* _Exercise prompt_: Among the entries below, find every line that contains the string "door", then copy it.

Records from a data source

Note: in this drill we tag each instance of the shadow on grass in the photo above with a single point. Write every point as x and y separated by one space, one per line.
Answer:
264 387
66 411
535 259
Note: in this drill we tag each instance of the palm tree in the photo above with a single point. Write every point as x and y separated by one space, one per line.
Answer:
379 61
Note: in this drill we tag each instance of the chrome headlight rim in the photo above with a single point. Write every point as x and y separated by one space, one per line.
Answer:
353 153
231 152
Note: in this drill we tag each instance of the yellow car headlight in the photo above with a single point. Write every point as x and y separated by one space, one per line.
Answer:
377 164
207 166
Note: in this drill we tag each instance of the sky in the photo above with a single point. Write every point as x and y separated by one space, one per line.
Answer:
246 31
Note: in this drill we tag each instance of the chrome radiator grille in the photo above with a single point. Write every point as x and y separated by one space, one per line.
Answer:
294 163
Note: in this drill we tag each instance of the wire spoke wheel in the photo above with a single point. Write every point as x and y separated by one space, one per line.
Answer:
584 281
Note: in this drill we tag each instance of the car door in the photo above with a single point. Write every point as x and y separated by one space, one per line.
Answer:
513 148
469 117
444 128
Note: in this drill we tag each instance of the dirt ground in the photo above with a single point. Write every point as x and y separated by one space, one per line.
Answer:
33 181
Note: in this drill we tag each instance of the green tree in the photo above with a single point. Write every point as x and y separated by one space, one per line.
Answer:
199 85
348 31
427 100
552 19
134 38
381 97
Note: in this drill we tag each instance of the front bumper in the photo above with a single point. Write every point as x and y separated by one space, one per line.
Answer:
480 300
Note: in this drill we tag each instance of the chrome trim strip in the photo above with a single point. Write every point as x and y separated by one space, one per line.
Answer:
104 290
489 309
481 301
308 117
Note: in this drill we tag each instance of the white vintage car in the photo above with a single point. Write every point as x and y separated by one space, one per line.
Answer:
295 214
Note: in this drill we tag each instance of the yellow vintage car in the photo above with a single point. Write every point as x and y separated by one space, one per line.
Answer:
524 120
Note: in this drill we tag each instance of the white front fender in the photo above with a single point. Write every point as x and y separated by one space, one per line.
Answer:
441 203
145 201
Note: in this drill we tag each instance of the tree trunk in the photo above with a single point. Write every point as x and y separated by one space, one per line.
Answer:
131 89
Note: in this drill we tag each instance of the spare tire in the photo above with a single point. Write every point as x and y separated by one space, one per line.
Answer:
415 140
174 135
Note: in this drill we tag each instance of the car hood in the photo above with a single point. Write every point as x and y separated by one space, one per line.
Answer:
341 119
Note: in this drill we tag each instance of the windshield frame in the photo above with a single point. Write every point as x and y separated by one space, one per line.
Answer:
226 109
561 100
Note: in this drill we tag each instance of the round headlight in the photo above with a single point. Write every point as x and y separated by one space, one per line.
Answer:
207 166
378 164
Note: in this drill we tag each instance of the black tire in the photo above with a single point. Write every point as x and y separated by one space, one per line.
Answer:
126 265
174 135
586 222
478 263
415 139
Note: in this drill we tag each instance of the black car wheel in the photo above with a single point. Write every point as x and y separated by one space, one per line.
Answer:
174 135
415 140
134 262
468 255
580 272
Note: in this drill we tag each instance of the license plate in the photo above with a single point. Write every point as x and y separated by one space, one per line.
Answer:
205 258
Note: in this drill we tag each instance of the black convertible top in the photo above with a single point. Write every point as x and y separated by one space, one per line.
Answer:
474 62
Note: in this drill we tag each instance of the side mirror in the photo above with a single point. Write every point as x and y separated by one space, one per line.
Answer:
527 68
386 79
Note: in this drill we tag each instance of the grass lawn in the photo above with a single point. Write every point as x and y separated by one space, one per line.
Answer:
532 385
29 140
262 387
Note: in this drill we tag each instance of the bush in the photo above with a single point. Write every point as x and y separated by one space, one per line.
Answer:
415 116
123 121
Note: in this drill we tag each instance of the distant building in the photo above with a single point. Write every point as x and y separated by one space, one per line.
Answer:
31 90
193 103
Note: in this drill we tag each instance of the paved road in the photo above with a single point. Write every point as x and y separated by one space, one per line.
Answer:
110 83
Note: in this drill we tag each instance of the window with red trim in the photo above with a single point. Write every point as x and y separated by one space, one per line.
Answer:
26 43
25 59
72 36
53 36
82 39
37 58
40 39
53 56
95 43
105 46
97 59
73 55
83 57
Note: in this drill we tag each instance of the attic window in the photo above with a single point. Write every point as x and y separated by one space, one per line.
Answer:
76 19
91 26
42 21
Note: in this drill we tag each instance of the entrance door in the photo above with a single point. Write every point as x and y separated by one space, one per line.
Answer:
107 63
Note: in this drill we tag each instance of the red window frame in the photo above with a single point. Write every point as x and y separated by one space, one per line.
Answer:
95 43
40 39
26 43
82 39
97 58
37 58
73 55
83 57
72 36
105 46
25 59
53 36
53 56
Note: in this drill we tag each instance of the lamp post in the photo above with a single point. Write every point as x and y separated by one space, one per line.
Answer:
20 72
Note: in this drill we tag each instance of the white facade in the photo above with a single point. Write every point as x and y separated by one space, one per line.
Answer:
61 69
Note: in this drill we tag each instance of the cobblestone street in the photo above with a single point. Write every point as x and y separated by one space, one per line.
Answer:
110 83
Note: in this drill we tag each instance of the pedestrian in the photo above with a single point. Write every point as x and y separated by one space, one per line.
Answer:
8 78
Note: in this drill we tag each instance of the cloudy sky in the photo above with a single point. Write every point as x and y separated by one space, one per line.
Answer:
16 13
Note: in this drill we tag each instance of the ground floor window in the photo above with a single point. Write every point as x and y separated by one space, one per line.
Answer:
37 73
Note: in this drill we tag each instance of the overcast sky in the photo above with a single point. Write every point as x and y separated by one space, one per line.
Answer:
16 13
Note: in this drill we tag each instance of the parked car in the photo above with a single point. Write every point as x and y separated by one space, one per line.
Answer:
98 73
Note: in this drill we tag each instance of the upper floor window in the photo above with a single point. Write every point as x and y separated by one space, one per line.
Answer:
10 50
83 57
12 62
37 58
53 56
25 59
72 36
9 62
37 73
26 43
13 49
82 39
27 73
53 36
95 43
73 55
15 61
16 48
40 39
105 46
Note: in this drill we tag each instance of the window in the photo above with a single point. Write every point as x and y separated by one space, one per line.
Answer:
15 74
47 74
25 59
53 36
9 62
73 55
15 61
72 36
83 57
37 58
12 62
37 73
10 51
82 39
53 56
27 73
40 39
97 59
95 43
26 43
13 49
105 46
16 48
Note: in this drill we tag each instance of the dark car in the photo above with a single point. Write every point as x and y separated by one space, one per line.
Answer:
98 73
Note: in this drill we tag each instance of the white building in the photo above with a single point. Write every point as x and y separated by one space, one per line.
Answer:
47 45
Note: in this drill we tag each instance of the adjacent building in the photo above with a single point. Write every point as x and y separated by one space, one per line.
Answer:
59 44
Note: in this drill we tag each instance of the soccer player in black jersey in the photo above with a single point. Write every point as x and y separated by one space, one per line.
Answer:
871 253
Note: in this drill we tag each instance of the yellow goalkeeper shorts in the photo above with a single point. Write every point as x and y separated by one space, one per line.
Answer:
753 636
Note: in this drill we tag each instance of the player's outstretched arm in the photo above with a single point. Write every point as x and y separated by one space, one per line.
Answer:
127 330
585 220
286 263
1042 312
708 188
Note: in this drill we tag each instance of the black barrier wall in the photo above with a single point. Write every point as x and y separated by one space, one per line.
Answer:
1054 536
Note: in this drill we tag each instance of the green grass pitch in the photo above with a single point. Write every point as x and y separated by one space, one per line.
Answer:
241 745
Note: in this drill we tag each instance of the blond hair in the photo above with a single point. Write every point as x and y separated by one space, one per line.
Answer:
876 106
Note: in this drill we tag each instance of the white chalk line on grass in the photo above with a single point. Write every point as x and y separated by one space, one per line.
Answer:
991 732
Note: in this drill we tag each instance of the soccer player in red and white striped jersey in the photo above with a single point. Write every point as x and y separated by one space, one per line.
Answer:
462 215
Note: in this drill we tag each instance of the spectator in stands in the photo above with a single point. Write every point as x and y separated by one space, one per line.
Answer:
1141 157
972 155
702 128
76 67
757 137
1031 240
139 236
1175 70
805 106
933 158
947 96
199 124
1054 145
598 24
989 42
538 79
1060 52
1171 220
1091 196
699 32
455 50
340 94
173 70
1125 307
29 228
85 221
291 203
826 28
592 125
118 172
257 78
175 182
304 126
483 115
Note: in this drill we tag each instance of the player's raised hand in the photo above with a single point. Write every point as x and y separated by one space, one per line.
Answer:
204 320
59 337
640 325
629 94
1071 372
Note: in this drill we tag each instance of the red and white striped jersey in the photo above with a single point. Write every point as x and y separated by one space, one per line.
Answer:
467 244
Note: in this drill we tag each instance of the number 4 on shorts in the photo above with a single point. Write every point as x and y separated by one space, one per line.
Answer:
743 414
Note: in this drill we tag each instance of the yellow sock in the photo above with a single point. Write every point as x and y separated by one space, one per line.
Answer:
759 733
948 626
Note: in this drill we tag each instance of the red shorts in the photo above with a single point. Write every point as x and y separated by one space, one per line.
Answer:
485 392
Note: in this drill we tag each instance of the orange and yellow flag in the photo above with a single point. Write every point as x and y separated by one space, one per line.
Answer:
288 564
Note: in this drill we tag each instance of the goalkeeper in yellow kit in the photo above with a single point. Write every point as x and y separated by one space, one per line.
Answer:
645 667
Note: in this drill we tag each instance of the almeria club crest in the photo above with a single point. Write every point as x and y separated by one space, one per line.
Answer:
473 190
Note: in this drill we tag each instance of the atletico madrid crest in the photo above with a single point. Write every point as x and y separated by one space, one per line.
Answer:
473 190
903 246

* _Exercise result_:
Note: in this drill we tag each instance of the car door in the photo above with a single point. Write every point as x and y separated by one space, one per line.
Note: in this drill we tag each instance of the entrance door in the photo above with a single point. Write every point as x and y separated by one space, one per line.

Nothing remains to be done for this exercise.